▸ 作業說明:
1/ 請將節錄中以「實驗結果證明本法」開頭的段落改寫成條列式重點，保留其主要事實。
2/ 依節錄所述，純鎳熔射塗層的平均磨耗率是鎳-二硫化鉬熔射塗層的幾倍？
3/ 請從鎳-二硫化鉬熔射塗層摘要的最後一句之後接續撰寫。
──────── 節錄
| 摘要: | 本研究係以二硫化鉬為核心,以無電鍍法將鎳包覆於二硫化鉬外部,製備鎳-二硫化鉬粉末,並配合高速燃氣熔射在1020低碳鋼基材上進行鎳-二硫化鉬熔射塗層製備,透過各種材料檢測技術 (如SEM/EDS、ICP-AES、XRD、硬度值及附著力等) 進行鎳-二硫化鉬複合粉末及熔射塗層之外觀、結構、成分、硬度、附著力等材料性質探討。並依據ASTM G99規範,於乾摩擦情況下以球-圓盤磨耗實驗來進行鎳-二硫化鉬熔射塗層耐磨性能評估。
實驗結果證明本法確實可製備以鎳為基底、二硫化鉬為分散相之鎳-二硫化鉬熔射塗層,且其磨耗機理係由二硫化鉬作為固體潤滑劑,屬低摩擦複合塗層;惟熔射過程中產生高溫,部分二硫化鉬燒失,以致鎳-二硫化鉬熔射塗層中二硫化鉬含量降低。依據磨耗試驗Ⅰ結果分析,在低負荷下 (< 15 N) ,鎳-二硫化鉬熔射塗層重量損失甚微,隨著負荷增加 (> 30 N) ,鎳-二硫化鉬熔射塗層的重量損失則快速增加。另比較純鎳熔射塗層與鎳-二硫化鉬熔射塗層之平均磨耗率,純鎳較鎳-二硫化鉬熔射塗層高出40倍,顯示添加二硫化鉬之鎳-二硫化鉬熔射塗層耐磨性顯著提升。
────────────────
──────── 蒐集資料
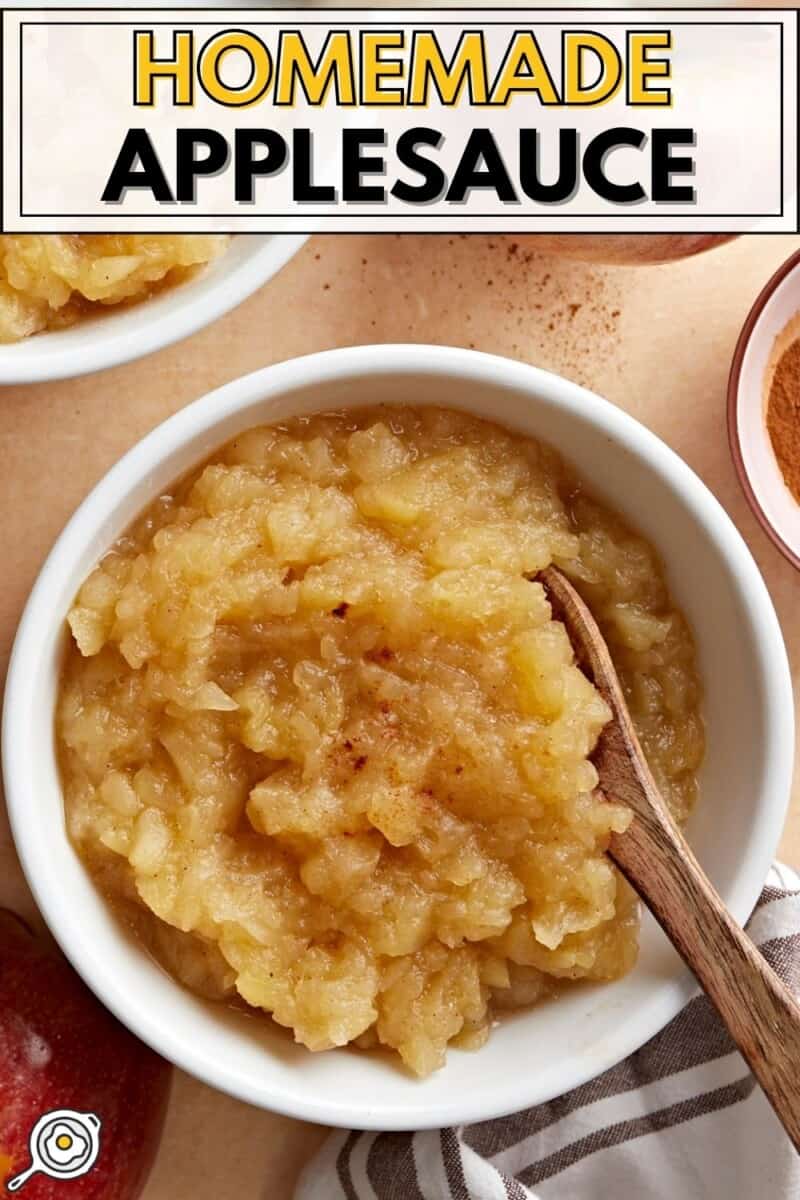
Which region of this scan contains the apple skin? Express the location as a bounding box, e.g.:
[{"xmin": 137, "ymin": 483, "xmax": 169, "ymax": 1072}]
────────────────
▸ 參考答案:
1/
- 本法可製備以鎳為基底、二硫化鉬為分散相的鎳-二硫化鉬熔射塗層。
- 磨耗機理為二硫化鉬充當固體潤滑劑，屬低摩擦複合塗層。
- 熔射過程的高溫使部分二硫化鉬燒失，塗層中二硫化鉬含量因而降低。
- 磨耗試驗Ⅰ：負荷低於15 N時重量損失甚微；負荷超過30 N後重量損失快速增加。
- 純鎳熔射塗層的平均磨耗率比鎳-二硫化鉬熔射塗層高出40倍，顯示添加二硫化鉬可顯著提升耐磨性。

2/ 高出40倍。

3/
另為研究鎳-二硫化鉬熔射塗層歷經高溫環境後之材料性質與減摩性能,在完成鎳-二硫化鉬熔射塗層後,將鎳-二硫化鉬熔射塗層試片置入數位溫控高溫爐,完成不同熱處理溫度製程後,執行磨耗實驗。結果顯示,鎳-二硫化鉬熔射塗層熱處理達500°C時,二硫化鉬氧化生成二氧化鉬晶體,且晶體生長係經汽化-冷凝機制,先從鎳-二硫化鉬熔射塗層內部汽化後在外部凝結生長出二氧化鉬晶體。此過程造成鎳-二硫化鉬熔射塗層孔隙率增大,結構趨於鬆散,導致大大降低鎳-二硫化鉬熔射塗層的硬度、結合強度與增加鎳-二硫化鉬熔射塗層的耐磨耗量,故高溫操作溫度應避免超過500°C。;In this study, the wear resistance of thermally sprayed Ni-MoS2 composite coatings on an AISI 1020 steel substrate was investigated. Ni-MoS2 composite powder (size: 60-90 μm) containing 25 wt.% of dispersed MoS2 was prepared by electroless plating. Ni-MoS2 composite coatings were then prepared by HVOF thermal spraying. The coatings were characterized by structural, surface morphologies and compositional analyses by means of microhardness tests, SEM/EDS, XRD, and ICP-AES. For the evaluation of their anti-wear properties, the composites were subjected to ball-on-disk dry wear tests based on the ASTM G99 standard at room temperature.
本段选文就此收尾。